Therefore from the Indian point of view, the highest form of freedom is ‘spiritual freedom’. Although Berlin’s ‘positive freedom’ and Cranston’s ‘rational freedom’ somehow echo Indian ideas, many western thinkers such as John Laird, H.J.Mueller criticized and rejected Indian ideas as meaningless and irrelevant – since their views stem from materialistic worldviews and different understandings of human nature and not from the idea of an Absolute, and its relevance to the sphere of politics.
According to Berlin – “Negative Freedom wants to curb authority as such. Positive Freedom wants it placed in their own hands.”
India does not look at the so called negative and positive freedom as two different irreconcilable but as two ends of the same spectrum. Freedom from all bondage, physical and mental, material and psychological, as well as political and social, was seen by the Indians as one end, and freedom to perceive one's harmony with all beings and to realize one's self in the material world as the other end.
A great example of this thought is presented by Vivekananda by strongly connecting the concept of God, nature, individual self and freedom:
"The God of heaven, becomes the God in nature, and the God in nature becomes the God who is nature, and the God who is nature becomes the God within this temple of the body, and the God dwelling in the temple of the body at last becomes the temple itself, becomes the soul and man -- and there it reaches the last words it can teach. He whom the sages have been seeking in all these places is in their own hearts; the voice that you heard was right, says the Vedanta, but the direction you gave the voice was wrong. That ideal of freedom that you perceived was correct but you projected it outside yourself, and that was your mistake. Bringing it nearer and nearer until you find that it was all the time within you, it was the Self of your own self.”

────────────────────

## Problem 1
Can you write out the passage on Indian ideas of freedom from "Therefore from the" to "sphere of politics."?
## Problem 2
Does each statement agree with the passage on Indian ideas of freedom? Answer yes or no for each, quoting the deciding words. (a) Berlin holds that negative freedom seeks to curb authority as such. (b) John Laird and H.J.Mueller accepted Indian ideas as relevant. (c) India regards negative and positive freedom as two irreconcilable concepts.

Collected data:
────────────────────

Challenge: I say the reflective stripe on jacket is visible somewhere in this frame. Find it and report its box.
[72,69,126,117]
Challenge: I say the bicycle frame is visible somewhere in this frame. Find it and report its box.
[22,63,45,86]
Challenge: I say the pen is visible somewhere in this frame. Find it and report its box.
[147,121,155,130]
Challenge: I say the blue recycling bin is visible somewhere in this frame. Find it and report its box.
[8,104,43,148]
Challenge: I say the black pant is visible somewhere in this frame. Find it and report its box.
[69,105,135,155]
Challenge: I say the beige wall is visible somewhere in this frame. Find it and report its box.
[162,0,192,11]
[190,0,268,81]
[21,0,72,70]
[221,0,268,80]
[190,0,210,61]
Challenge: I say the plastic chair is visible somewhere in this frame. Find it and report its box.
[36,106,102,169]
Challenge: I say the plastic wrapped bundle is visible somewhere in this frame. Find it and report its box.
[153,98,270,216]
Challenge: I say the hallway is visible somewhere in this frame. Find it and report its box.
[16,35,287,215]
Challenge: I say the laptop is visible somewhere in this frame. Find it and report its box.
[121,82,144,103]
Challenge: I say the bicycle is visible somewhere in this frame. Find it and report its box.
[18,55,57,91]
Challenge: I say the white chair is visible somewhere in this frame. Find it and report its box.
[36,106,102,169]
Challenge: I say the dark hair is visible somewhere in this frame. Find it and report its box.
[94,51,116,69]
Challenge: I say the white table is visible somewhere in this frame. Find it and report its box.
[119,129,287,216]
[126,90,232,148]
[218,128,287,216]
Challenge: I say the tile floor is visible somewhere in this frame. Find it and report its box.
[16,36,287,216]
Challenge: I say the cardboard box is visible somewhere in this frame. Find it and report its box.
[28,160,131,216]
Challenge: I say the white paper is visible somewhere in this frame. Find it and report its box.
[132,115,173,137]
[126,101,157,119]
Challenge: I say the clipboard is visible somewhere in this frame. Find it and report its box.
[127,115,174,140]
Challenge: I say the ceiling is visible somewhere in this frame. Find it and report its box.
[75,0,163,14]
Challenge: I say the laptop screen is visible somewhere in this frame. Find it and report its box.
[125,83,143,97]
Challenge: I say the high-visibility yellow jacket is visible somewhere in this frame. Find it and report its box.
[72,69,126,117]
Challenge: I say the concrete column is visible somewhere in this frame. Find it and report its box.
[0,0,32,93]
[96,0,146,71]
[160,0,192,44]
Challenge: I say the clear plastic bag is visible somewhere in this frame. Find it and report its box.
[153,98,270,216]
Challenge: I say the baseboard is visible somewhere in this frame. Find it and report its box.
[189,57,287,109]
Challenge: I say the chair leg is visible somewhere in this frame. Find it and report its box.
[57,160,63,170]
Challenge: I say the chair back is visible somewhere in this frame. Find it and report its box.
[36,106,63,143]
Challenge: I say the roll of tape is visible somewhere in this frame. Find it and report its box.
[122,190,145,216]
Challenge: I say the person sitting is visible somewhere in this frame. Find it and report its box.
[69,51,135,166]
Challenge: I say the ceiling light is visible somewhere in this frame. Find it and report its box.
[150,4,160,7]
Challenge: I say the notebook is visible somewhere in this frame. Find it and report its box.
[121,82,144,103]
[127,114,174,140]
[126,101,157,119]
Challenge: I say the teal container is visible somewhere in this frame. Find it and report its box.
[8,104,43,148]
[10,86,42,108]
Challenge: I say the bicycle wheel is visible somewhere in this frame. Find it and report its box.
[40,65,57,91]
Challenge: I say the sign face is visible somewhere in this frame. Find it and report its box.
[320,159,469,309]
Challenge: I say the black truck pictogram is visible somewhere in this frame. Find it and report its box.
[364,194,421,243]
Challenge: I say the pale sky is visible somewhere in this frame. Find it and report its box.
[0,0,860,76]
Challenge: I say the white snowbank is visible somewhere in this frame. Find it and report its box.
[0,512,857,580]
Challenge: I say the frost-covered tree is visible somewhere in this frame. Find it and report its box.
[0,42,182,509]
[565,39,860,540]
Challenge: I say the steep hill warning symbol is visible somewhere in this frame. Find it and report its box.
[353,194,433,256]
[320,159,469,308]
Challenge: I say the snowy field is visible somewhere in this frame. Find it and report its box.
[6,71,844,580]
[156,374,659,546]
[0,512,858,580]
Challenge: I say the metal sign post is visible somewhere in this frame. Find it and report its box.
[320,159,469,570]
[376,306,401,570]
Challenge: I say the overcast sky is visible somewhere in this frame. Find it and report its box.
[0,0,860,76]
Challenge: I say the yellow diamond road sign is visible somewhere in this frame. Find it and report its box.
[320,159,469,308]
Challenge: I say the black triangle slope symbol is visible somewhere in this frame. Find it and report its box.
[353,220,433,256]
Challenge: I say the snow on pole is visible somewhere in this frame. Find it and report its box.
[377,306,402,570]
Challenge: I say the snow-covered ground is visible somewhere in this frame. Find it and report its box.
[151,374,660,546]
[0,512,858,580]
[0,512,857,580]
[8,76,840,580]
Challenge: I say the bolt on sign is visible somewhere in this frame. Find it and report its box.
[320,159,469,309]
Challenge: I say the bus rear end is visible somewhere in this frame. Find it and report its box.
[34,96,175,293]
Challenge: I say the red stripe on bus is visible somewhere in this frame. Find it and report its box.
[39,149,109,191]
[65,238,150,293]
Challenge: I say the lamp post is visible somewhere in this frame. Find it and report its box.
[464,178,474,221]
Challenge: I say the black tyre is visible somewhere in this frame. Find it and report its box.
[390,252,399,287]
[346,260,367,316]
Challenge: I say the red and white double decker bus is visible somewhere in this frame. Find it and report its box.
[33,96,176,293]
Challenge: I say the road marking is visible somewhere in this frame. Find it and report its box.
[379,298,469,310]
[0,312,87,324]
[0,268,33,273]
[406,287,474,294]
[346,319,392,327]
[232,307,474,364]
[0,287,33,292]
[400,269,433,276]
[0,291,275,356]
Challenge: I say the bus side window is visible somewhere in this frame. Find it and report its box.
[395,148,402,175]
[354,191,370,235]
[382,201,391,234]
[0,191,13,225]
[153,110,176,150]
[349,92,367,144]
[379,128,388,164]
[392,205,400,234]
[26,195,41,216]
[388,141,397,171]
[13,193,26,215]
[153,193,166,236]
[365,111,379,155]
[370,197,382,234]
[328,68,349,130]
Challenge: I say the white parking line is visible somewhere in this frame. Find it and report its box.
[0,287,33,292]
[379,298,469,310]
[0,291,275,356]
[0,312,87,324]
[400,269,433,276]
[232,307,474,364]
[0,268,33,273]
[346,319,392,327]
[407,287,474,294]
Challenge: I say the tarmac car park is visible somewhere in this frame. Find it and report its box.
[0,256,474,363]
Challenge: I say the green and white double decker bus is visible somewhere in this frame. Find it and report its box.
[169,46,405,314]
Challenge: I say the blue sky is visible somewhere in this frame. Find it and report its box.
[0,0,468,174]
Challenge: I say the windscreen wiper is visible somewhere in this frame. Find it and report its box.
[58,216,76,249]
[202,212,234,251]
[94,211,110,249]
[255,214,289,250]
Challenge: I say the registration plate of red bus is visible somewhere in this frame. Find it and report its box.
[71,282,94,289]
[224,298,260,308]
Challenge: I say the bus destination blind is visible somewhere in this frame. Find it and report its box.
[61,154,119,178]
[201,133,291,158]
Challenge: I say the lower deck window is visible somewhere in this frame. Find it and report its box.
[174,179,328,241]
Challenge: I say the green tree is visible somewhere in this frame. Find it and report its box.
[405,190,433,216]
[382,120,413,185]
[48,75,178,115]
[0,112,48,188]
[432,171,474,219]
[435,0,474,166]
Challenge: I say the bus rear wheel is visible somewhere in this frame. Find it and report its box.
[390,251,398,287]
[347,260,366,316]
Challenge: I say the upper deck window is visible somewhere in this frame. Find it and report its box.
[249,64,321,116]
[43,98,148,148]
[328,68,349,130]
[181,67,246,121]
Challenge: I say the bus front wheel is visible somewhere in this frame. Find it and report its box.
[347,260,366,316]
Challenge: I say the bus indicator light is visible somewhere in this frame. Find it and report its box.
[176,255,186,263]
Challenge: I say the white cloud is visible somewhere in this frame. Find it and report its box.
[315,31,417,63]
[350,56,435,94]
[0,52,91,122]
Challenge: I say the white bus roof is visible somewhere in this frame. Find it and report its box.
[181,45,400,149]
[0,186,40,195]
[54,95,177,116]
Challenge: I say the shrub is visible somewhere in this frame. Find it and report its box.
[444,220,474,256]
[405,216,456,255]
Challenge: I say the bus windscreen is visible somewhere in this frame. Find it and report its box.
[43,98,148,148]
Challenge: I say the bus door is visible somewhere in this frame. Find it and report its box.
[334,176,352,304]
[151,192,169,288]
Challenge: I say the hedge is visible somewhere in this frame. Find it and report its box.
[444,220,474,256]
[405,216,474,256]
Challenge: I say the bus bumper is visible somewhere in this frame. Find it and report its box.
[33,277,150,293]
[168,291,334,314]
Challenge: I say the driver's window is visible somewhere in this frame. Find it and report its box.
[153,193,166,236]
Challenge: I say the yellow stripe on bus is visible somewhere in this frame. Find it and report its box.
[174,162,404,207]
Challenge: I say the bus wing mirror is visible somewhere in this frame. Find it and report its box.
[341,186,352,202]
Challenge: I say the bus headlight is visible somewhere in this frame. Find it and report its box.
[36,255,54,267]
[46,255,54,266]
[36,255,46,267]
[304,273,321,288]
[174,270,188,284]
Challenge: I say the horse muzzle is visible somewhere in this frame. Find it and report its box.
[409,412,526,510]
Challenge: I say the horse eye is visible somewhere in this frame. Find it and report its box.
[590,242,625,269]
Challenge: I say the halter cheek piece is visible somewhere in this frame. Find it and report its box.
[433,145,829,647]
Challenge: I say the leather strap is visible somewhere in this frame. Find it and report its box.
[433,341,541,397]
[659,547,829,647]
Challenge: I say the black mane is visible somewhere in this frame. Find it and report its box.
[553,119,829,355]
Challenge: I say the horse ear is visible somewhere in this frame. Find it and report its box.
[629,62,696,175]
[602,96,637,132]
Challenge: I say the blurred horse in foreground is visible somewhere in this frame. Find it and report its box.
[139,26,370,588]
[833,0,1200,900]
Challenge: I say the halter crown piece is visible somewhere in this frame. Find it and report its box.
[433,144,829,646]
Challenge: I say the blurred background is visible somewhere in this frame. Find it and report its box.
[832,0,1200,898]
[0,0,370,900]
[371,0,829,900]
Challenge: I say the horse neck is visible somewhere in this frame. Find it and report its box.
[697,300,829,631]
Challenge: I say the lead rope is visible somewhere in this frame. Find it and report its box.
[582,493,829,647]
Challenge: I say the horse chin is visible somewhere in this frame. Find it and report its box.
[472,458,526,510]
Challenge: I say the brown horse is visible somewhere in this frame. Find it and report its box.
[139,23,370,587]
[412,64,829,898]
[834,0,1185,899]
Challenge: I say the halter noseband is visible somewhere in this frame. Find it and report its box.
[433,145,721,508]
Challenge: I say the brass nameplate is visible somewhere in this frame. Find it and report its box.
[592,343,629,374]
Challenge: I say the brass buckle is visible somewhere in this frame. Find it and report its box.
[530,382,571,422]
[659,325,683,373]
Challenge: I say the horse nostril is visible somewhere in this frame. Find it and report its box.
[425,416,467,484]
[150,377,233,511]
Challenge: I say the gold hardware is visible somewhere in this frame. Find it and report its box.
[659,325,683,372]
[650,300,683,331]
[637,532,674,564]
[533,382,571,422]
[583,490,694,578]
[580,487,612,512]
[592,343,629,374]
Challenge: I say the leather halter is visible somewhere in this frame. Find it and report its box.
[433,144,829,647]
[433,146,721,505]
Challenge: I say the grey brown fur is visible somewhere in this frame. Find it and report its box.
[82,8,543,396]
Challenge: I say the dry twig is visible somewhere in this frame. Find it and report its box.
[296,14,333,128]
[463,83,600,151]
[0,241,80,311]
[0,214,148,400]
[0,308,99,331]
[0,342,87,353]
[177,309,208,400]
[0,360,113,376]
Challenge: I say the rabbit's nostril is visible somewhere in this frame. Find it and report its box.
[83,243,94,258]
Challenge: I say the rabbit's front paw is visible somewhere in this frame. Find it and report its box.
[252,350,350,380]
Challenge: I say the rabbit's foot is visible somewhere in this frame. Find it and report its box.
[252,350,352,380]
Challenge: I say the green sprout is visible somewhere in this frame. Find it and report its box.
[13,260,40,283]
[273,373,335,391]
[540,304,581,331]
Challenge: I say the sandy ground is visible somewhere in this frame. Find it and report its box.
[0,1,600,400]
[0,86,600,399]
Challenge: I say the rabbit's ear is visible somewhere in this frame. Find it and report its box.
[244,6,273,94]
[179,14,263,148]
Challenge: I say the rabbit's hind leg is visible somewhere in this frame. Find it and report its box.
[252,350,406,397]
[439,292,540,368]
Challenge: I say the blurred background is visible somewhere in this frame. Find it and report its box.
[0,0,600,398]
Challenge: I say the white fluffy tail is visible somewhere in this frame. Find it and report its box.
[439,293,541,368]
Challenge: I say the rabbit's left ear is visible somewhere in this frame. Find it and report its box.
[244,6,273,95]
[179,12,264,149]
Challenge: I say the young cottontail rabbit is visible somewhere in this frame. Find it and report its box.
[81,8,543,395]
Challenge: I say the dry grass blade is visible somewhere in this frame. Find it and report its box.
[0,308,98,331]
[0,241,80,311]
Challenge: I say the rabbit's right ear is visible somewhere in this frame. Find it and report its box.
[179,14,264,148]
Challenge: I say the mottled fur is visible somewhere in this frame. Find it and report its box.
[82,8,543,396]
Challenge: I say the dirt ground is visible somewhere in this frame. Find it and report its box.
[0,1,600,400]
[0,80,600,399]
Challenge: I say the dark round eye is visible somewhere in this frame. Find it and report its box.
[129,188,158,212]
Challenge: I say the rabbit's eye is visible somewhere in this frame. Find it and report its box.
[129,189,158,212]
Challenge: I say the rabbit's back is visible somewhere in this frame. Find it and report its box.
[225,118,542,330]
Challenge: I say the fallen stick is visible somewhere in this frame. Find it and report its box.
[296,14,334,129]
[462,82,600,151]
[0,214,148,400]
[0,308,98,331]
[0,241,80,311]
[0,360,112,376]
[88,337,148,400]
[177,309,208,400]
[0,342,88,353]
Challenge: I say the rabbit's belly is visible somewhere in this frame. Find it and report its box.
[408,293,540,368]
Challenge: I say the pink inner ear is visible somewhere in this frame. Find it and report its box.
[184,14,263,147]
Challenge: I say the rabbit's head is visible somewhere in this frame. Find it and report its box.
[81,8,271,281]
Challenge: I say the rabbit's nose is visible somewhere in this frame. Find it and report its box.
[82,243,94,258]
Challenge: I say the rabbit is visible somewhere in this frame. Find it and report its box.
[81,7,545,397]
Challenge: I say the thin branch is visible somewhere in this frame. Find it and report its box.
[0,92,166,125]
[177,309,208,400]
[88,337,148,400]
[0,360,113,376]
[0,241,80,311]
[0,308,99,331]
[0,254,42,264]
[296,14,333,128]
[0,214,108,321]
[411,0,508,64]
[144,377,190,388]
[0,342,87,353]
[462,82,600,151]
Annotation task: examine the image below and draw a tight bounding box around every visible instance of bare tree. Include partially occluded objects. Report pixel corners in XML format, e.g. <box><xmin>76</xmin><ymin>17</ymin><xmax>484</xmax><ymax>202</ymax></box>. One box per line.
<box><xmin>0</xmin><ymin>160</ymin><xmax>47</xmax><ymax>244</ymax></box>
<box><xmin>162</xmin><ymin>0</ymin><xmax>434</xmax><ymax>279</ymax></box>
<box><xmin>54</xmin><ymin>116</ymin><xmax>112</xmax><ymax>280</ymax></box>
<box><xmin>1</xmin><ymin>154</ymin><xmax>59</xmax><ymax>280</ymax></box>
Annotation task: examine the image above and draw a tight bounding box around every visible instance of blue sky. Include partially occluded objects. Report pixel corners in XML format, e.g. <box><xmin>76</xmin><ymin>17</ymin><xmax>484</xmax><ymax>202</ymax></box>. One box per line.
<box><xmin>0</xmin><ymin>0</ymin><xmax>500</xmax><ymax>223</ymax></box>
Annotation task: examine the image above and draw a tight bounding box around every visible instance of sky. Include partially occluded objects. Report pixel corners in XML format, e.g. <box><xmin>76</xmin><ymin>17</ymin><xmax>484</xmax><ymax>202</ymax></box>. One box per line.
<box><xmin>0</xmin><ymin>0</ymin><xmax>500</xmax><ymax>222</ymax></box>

────────────────────

## Exercise result 1
Therefore from the Indian point of view, the highest form of freedom is ‘spiritual freedom’. Although Berlin’s ‘positive freedom’ and Cranston’s ‘rational freedom’ somehow echo Indian ideas, many western thinkers such as John Laird, H.J.Mueller criticized and rejected Indian ideas as meaningless and irrelevant – since their views stem from materialistic worldviews and different understandings of human nature and not from the idea of an Absolute, and its relevance to the sphere of politics.

## Exercise result 2
(a) Yes: "Negative Freedom wants to curb authority as such."
(b) No: "criticized and rejected Indian ideas as meaningless and irrelevant"
(c) No: "as two ends of the same spectrum"